[Provided text]
2013-12-29 Thread Michael Paquier
On Sun, Dec 29, 2013 at 9:05 PM, Shiv Sharma  wrote:
> I am puzzled about the extent to which shared_bufferes is used for different
> queries.  Do _all_ queries "touch" shared buffers at some point of their
> execution?
>
> Many of our warehouse queries are  seq_scan followed by HASH.   I know
> work_mem is assigned for HASH joins:  but does this mean that these queries
> never touch shared buffers at *all* during their execution?  Perhaps they
> are read into shared_buffers and then passed into work_mem HASH areas???
>
> What about updates on big tables? What about inserts  on big tables? What
> about append-inserts?
>
> I think I could get these answers from Explain Analyze Buffers but I am on
> 8.2 :-(
>
> Please tell me which queries use/touch shared_buffers in general terms, or
> please point me to documentation.
All your queries that interacts with relations.

[Material shown]
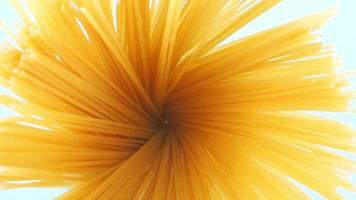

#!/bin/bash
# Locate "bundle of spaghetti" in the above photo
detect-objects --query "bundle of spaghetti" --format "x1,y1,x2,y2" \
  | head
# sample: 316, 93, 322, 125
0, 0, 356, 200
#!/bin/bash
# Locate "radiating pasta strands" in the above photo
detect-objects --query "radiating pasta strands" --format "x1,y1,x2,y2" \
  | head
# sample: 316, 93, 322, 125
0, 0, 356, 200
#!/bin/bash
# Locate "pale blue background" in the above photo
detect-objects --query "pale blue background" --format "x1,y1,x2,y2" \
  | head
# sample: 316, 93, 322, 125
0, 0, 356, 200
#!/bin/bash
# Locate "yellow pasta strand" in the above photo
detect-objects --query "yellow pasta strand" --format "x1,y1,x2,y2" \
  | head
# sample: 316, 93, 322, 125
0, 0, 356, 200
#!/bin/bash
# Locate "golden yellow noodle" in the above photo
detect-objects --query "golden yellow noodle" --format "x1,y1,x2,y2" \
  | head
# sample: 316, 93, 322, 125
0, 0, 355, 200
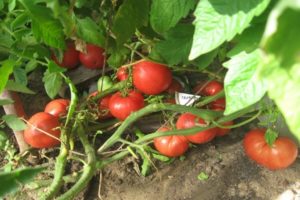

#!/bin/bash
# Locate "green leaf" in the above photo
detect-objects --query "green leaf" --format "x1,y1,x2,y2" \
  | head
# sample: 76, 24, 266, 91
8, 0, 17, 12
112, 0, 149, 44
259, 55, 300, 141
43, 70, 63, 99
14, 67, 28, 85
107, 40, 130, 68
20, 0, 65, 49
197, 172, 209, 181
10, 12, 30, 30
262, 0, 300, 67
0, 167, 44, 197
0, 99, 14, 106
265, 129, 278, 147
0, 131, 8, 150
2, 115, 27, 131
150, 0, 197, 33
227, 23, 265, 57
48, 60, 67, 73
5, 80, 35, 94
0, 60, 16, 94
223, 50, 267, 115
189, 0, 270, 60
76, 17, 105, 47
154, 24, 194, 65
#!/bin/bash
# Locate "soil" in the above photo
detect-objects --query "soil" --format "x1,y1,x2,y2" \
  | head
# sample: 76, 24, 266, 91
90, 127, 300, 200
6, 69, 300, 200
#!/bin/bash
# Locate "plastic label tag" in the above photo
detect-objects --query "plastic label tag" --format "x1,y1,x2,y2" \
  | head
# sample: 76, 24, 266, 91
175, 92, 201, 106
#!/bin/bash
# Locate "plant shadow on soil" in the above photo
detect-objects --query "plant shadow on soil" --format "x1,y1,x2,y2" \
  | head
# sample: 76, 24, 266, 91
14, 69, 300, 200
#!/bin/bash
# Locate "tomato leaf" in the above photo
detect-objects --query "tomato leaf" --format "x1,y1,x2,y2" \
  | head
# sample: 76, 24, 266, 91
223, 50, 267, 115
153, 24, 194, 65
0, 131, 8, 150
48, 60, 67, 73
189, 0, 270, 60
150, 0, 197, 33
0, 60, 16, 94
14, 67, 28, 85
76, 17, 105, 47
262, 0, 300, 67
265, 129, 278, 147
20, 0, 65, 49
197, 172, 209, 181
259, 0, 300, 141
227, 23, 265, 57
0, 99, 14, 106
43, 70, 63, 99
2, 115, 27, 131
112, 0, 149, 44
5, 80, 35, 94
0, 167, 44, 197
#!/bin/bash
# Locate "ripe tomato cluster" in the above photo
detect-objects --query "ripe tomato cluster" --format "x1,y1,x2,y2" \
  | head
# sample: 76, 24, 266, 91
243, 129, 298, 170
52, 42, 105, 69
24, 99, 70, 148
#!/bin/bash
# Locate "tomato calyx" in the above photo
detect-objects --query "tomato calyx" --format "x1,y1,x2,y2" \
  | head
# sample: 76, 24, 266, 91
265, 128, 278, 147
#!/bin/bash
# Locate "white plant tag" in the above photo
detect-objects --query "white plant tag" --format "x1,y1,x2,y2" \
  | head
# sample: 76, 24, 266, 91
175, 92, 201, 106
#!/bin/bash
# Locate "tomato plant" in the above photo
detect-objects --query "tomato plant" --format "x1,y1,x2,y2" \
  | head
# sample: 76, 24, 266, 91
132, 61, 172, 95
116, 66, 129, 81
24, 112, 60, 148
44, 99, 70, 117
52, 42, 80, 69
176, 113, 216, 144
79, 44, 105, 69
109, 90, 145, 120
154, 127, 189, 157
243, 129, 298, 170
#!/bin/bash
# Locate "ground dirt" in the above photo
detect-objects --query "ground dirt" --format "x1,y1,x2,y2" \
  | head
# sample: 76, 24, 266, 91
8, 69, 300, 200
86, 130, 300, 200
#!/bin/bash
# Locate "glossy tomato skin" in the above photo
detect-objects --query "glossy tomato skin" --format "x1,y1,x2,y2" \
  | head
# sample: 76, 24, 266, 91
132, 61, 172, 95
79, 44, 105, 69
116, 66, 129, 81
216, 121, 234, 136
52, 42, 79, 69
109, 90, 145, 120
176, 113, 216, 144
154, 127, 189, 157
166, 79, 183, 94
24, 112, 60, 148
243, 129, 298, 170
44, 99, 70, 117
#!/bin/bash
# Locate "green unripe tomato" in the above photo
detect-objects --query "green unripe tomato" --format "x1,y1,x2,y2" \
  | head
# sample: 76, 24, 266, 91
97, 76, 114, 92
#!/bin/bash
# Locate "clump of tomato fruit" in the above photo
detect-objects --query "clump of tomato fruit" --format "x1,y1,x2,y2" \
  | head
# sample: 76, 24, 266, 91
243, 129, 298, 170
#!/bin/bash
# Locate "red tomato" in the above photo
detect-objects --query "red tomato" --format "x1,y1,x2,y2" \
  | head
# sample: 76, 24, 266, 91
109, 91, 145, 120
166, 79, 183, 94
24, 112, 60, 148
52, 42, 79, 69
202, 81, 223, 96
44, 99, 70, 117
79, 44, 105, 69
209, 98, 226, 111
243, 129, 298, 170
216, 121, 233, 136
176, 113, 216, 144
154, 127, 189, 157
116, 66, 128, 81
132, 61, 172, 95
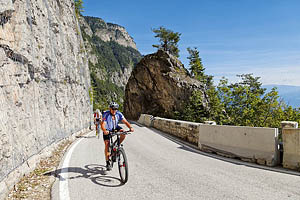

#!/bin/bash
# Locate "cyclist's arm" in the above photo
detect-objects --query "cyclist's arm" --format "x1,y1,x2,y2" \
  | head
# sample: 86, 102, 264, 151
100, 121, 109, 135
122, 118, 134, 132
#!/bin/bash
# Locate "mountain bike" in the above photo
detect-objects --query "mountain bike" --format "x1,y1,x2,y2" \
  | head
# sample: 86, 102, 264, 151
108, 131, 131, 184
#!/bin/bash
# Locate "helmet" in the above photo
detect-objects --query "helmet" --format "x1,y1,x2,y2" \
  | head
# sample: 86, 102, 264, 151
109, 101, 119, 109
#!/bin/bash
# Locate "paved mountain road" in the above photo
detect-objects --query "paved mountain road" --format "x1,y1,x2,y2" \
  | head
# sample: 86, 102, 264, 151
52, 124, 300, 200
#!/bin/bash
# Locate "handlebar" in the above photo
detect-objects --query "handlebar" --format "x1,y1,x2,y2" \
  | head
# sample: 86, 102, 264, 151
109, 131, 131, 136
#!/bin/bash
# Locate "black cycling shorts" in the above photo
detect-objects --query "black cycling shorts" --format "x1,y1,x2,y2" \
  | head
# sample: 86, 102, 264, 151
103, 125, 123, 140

[Written request] Print the full mailing-list reply about shared_buffers from above, word for word.

[Solution]
2013-12-29 Thread Michael Paquier
On Sun, Dec 29, 2013 at 9:05 PM, Shiv Sharma  wrote:
> I am puzzled about the extent to which shared_bufferes is used for different
> queries.  Do _all_ queries "touch" shared buffers at some point of their
> execution?
>
> Many of our warehouse queries are  seq_scan followed by HASH.   I know
> work_mem is assigned for HASH joins:  but does this mean that these queries
> never touch shared buffers at *all* during their execution?  Perhaps they
> are read into shared_buffers and then passed into work_mem HASH areas???
>
> What about updates on big tables? What about inserts  on big tables? What
> about append-inserts?
>
> I think I could get these answers from Explain Analyze Buffers but I am on
> 8.2 :-(
>
> Please tell me which queries use/touch shared_buffers in general terms, or
> please point me to documentation.
All your queries that interacts with relations.